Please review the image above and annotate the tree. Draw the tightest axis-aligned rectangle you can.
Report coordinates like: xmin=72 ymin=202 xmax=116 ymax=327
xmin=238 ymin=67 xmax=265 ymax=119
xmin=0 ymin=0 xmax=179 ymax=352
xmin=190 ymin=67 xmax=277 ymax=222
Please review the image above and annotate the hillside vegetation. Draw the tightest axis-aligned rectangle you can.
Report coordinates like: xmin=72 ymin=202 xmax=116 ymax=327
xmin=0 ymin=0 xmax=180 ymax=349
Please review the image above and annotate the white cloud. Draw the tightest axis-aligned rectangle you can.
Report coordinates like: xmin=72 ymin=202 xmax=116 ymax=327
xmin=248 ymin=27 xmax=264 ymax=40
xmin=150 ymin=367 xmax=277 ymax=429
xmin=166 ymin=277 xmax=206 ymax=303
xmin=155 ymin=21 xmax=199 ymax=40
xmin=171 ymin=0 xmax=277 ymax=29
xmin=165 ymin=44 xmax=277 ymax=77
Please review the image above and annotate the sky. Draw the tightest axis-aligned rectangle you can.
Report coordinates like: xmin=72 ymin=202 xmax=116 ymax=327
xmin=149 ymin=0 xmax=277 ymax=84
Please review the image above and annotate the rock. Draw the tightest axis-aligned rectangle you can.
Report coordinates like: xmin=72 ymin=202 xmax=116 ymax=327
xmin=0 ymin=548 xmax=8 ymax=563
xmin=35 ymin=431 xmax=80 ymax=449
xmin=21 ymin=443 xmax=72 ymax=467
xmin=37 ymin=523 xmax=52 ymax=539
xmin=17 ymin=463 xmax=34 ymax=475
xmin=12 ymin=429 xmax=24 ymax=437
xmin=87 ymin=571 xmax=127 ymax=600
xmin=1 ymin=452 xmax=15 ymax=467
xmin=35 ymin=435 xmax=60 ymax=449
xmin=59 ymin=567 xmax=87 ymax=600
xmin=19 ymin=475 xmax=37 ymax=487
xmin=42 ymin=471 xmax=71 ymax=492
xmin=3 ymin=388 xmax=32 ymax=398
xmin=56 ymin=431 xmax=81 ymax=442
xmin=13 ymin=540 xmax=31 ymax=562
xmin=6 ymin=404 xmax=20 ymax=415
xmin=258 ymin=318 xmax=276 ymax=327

⁂

- _Given task_
Count the lines of the preceding data that contain the word "above". Give only the number.

- _Final result_
5